**What to do**.
Word for word, copy every line of the data.

**Material provided**.
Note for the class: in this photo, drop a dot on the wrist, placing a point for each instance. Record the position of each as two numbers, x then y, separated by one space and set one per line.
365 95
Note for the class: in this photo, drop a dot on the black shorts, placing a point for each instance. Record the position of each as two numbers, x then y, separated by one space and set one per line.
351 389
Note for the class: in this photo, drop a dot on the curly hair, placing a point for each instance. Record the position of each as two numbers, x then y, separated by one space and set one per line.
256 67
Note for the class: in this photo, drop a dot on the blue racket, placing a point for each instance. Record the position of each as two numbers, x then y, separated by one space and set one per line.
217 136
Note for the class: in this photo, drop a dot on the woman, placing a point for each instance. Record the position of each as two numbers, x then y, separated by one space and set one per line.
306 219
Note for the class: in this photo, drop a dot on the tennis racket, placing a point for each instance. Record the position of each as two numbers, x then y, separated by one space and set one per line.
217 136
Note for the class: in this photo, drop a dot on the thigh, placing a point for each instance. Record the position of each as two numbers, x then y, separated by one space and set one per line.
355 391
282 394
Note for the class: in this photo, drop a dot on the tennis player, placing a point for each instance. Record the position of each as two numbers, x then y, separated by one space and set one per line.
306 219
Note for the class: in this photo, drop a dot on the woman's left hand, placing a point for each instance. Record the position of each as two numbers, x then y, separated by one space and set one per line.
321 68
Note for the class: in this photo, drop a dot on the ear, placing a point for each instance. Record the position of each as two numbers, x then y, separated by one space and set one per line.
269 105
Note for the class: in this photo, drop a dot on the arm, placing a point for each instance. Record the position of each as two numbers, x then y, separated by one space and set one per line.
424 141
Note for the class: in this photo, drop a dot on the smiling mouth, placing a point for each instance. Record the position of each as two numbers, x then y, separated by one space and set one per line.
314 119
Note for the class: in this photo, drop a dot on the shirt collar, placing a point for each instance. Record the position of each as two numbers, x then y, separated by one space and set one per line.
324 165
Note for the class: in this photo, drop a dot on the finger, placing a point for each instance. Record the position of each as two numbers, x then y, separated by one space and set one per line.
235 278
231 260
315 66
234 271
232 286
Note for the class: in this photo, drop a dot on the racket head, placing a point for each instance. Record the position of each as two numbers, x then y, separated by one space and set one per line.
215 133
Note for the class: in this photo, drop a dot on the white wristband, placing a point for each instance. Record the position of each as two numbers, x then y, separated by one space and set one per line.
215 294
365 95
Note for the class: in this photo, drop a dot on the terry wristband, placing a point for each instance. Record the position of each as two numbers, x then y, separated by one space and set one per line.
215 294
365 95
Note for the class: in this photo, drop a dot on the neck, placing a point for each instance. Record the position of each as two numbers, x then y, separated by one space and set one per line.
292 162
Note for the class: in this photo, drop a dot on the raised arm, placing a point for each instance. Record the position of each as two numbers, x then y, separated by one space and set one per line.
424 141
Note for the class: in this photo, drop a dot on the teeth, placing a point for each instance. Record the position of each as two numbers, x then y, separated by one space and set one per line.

**Task answer**.
Note for the class: in this photo, drop a dot on the wrist, placing a point for each instance. Record the position of each as two numbers, x then y, separated by one space and set one per line.
365 95
Note for the class: in this photo, drop a dot on the black shorts, placing a point for each instance. Record the position of each as two numbers, x then y, separated by one space and set one per line.
351 389
Note for the class: in this photo, drop a dot on the curly hair, placing a point for each instance. Record the position of each as two numbers, x then y, separated by one space and set one per line.
256 67
Note for the class: in this photo, drop a dot on the blue racket, placing a point for each instance. Record the position of each as two numbers, x then y, separated by one space and set one per line.
217 136
Note for the class: in this photo, drop a dot on the woman, placing a point for each instance. Record the position of each as two numbers, x then y, separated by one space and set one per line.
306 219
Note for the class: in this photo, drop a dot on the tennis racket, placing a point for each instance. Record the position of each as two numbers, x then y, separated by one space and set one per line.
217 136
Note for the class: in this photo, drop a dot on the thigh, placing a point for each instance. Record the position of each as two numbers, x then y, separated by one space and set one per line.
355 391
282 394
Note for the class: in this photo, drop a dot on the tennis player, placing a point for each instance. Record the position of each as two numbers, x then y, separated by one space and set one per line.
306 219
Note for the class: in this photo, drop a dot on the woman's left hand, placing a point for each instance. Record the position of each as two numbers, x then y, separated by one space and set one per line.
321 68
Note for the class: in this photo, drop a dot on the ear, placing a point for each instance. Record the position of each as two numbers, x then y, separated by one space and set one per line.
269 105
Note for the class: in this photo, drop a dot on the arm, placing a point for each instance. Record the position of each as two numbers, x then y, separated by one space and set one per line.
424 141
Note for the class: in this photo, drop a dot on the smiling mouth, placing a point for each instance. Record the position of each as two numbers, x then y, separated by one space and set one per line.
314 119
Note for the class: in this photo, drop a dot on the shirt collar, placing a point for each instance. Record the position of each as two numbers, x then y, separated by one space and set one per line.
324 165
Note for the class: in this photo, drop a dot on the finger, placing a point for each instance. Record the position of each as two numbers, x then y, separated by one space and set one per line.
235 278
231 260
315 66
234 271
232 286
Note for the class: in this photo, drop a dot on the racket head, placing a point for each instance. Record the position of each as two numbers, x then y, separated by one space and set one per line.
215 133
Note for the class: in this photo, drop a dot on the white wristband, placing a point for each instance. Record the position of each as two numbers, x then y, separated by one space and set one per line.
215 294
365 95
Note for the class: in this photo, drop a dot on the terry wristband, placing a point for each instance. Record the position of each as two numbers, x then y, separated by one space and set one per line.
215 294
365 95
Note for the class: in this photo, drop a dot on the neck, placing a point for each instance. Record the position of each as two numbers, x then y, separated by one space and set one per line.
292 162
Note for the class: in this photo, drop a dot on the raised arm, placing a point for each instance. Record the position of each as two numbers, x then y, separated by one space and set one per line.
424 141
Note for the class: in this photo, drop a dot on the teeth, placing a point for each instance. Record the position of each as two numbers, x then y, separated by one space and set one per line.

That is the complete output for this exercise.